EXERCISE INSTRUCTIONS
**1.** Read the systemd passage and decide whether each statement below agrees with it: (a) systemd gained the ability to download disk images at boot in v257; (b) raw disk images are bind mounted to /sysroot/; (c) the URL for the rootfs image is derived by replacing the final component of the UEFI HTTP boot URL. Answer yes or no for each, quoting the words from the passage that settle it.
**2.** Carry on the systemd passage, picking up right after its last sentence.

Fun little thing I have been working on: teach systemd to boot directly into a disk image downloaded via HTTP within the initrd.

In v257 systemd learnt the ability to download disk images at boot via systemd-import-generator, both DDIs and tarballs, and place them in /var/lib/machines/, /var/lib/portables/, /var/lib/confexts, /var/lib/extensions/. The goal was to provide a way to provision any of these resources automatically at boot. But now that we have this, we can take it a step further:

download the root disk image itself with this. There were a bunch of missing bits to make this nice though:

First of all, for raw disk images we need to attach them to a loopback block device, to make them mountable. Easy-peasy, systemd-dissect --attach already delivers that.

Then, for tar disk images we need to bind mount the downloaded and unpacked image to /sysroot/ (which is where the rootfs goes before we transition into it).

Then, to make this nicer, it makes sense to allow deriving the URL to download the rootfs image from directly from the UEFI HTTP boot URL. Or in other words: if you point your UEFI to boot a UKI from some URL (i.e. http://example.com/somedir/myimage.efi), then that UKI's initrd is smart enough to derive from that same URL a different URL for the rootfs (by replacing the final component, so that it becomes http://example.com/somedir/myimage.raw.xz).

MATERIAL
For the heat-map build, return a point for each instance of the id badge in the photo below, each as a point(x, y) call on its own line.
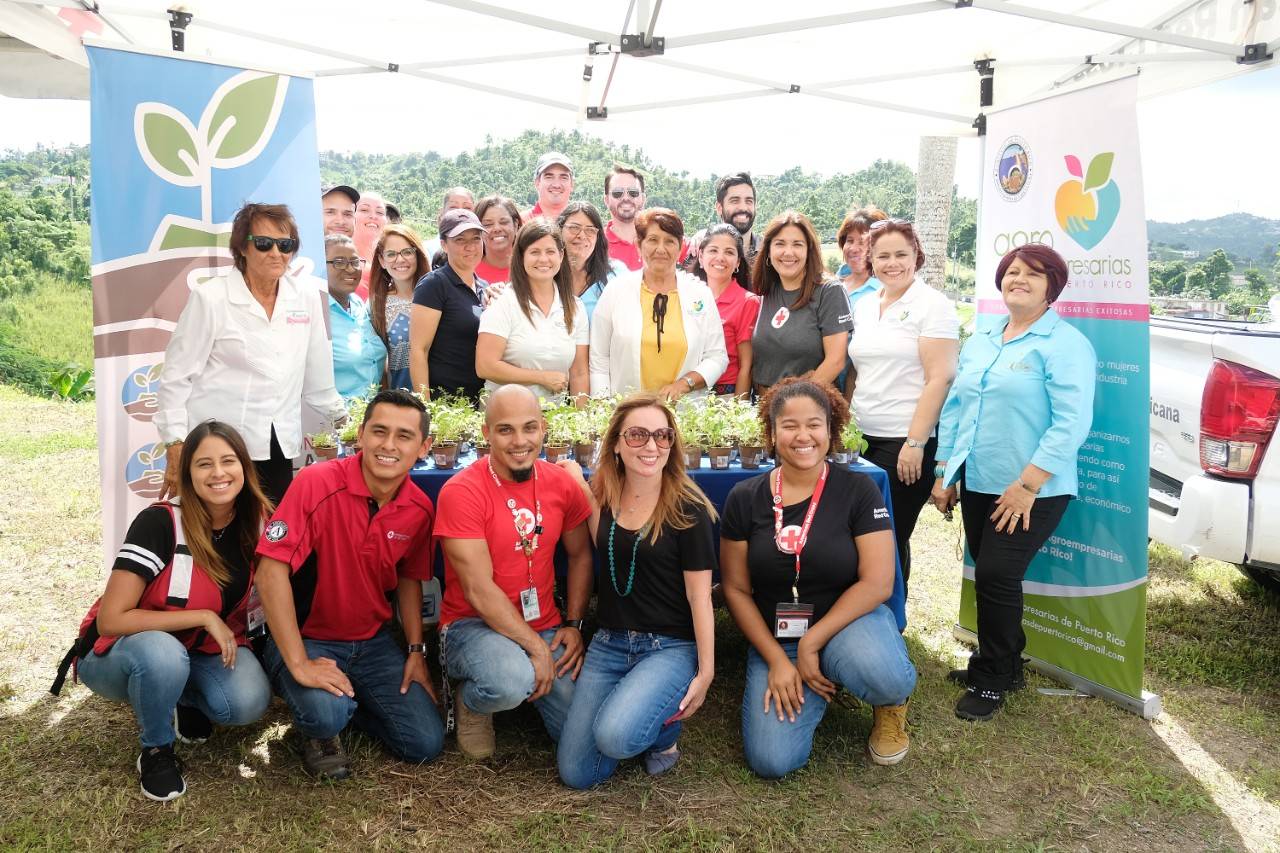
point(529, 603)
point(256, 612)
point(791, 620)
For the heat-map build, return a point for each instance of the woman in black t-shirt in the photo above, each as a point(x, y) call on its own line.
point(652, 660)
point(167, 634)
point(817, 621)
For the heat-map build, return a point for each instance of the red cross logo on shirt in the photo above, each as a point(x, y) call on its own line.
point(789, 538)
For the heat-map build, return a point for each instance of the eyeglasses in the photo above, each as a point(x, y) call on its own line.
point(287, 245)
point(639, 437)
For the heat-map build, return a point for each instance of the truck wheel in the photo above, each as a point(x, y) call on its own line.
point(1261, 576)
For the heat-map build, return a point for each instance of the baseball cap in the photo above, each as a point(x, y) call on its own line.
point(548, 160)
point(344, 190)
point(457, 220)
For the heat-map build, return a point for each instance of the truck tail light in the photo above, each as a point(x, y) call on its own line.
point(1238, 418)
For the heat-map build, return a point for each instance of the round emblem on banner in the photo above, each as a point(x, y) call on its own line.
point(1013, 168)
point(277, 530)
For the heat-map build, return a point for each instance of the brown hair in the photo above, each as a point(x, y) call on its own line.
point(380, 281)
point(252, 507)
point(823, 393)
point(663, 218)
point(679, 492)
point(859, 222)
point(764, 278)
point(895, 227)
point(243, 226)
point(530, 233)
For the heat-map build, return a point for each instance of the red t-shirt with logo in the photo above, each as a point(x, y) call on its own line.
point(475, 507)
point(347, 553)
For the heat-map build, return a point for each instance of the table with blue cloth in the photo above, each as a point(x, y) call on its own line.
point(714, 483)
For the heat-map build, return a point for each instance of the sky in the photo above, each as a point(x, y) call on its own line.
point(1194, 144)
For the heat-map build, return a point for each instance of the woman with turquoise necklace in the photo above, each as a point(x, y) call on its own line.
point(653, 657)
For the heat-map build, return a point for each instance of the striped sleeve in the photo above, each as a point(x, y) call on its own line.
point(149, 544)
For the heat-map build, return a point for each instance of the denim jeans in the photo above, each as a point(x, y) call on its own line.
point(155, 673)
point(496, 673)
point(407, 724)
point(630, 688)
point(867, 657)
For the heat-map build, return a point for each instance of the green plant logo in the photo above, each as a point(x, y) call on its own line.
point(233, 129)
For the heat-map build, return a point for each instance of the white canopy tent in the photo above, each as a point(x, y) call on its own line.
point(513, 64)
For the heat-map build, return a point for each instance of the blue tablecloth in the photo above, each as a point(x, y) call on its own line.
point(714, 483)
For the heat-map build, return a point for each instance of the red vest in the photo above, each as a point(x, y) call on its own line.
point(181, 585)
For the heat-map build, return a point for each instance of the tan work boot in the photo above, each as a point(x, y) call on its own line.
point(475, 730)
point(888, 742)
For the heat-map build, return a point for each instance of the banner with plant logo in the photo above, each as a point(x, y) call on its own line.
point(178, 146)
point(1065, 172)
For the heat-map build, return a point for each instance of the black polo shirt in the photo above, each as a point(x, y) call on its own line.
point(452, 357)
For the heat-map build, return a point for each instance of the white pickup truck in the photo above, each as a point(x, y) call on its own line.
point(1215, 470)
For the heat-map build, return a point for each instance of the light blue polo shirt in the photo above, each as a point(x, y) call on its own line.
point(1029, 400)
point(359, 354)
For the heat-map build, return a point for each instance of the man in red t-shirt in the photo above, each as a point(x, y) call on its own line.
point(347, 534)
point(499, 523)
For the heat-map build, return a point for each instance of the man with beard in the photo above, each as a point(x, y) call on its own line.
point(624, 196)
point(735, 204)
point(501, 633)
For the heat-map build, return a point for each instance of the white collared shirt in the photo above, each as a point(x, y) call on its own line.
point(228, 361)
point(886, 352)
...
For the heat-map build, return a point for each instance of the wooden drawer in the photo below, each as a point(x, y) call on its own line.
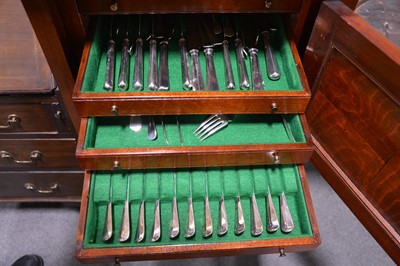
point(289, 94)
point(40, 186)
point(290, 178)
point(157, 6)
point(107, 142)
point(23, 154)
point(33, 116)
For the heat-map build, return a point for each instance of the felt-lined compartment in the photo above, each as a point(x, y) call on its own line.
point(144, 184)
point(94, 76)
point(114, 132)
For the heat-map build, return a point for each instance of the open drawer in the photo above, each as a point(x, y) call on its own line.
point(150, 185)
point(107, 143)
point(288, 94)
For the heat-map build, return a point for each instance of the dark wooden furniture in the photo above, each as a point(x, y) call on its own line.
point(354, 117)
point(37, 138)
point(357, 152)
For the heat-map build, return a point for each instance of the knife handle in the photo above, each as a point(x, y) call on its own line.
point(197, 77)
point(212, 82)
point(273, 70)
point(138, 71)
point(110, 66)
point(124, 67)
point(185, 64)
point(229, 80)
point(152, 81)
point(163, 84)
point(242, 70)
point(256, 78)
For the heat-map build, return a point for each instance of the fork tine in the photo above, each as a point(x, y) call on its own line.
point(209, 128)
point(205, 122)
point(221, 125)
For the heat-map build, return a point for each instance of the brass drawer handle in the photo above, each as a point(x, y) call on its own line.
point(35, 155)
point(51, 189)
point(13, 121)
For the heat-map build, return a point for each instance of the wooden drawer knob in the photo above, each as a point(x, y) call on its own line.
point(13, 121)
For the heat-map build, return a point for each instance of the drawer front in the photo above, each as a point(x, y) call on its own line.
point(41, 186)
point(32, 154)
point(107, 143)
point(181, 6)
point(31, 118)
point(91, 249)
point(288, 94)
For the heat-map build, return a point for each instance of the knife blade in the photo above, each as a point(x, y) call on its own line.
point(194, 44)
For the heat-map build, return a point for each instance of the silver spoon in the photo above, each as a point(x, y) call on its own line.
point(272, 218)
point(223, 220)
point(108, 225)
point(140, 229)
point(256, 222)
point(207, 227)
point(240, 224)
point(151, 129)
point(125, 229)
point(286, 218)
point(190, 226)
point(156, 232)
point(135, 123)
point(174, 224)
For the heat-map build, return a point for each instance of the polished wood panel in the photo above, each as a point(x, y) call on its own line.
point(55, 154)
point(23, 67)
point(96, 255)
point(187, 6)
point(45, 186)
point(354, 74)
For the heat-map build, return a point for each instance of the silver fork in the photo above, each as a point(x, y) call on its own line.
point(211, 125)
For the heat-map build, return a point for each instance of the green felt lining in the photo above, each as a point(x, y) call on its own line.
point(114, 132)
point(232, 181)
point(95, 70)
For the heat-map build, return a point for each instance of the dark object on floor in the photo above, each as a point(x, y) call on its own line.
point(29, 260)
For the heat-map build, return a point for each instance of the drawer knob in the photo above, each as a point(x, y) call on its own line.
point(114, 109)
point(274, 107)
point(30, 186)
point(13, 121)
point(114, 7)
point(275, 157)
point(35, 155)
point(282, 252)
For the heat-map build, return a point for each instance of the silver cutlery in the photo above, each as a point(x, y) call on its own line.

THE REPLIES
**1.**
(a) Yes: "In v257 systemd learnt the ability to download disk images at boot via systemd-import-generator"
(b) No: "for raw disk images we need to attach them to a loopback block device, to make them mountable"
(c) Yes: "by replacing the final component, so that it becomes http://example.com/somedir/myimage.raw.xz"

**2.**
Net result of this: I can now point my UEFI to a single URL where it will load the UKI from. A few seconds later the initrd will pick up the rootfs from the same source, and boot it up. Magic!

Why all this though?

It's mostly to tighten my test loop a bit, for physical devices. So here's what this entails:

1. You build your image with mkosi one your development machine, and ask it to serve your image as HTTP. In other words: `mkosi -f serve`.

2. You boot into the target machine once, and register an EFI variable that enables HTTP boot from your development machine. Simply do `kernel-bootcfg --add-uri=http://192.168.47.11:8081/image.efi --title=testloop --boot-order=0`, using @kraxel's wonderful tool.

@pid_eins @kraxel Huh maybe useful for @liminix as well ?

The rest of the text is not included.